Task requirements: Identify each line in the material below that contains the word "floral", and copy those lines out in full.

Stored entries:
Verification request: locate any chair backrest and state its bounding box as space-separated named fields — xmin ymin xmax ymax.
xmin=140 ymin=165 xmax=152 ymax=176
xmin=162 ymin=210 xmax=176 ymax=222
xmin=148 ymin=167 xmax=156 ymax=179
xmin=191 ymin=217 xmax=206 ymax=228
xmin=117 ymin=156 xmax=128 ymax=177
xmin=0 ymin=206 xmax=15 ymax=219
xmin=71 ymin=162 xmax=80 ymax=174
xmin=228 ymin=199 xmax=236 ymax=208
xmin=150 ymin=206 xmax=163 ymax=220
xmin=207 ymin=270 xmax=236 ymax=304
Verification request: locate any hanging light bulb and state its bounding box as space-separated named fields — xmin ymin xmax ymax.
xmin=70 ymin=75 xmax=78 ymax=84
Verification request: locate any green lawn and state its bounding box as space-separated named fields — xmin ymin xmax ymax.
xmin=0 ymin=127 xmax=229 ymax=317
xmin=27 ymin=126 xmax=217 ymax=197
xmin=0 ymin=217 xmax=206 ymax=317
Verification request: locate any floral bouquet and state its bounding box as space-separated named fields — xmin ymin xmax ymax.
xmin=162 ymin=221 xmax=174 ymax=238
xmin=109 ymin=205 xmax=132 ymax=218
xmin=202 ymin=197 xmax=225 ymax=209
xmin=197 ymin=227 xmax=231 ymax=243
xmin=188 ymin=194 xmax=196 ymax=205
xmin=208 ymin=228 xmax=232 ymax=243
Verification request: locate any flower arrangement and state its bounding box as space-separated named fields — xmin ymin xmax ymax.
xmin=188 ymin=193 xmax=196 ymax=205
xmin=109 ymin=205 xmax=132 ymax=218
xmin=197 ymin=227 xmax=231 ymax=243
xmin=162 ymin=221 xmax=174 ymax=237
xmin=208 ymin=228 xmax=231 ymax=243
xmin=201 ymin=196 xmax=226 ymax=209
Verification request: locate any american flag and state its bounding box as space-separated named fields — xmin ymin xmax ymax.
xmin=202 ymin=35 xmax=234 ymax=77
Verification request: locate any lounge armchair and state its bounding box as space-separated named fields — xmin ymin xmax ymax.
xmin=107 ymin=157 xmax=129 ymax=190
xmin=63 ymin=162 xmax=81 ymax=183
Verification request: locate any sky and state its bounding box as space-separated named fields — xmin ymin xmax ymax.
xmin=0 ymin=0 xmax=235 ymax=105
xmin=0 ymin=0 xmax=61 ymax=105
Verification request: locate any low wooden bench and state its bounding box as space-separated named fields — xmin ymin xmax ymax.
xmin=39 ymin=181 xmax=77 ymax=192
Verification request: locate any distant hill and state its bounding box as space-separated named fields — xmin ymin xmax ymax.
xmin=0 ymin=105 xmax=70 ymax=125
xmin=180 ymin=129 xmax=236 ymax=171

The solution:
Verification request: locate any floral bouquet and state its bounding box as space-separated named fields — xmin ymin xmax ymax.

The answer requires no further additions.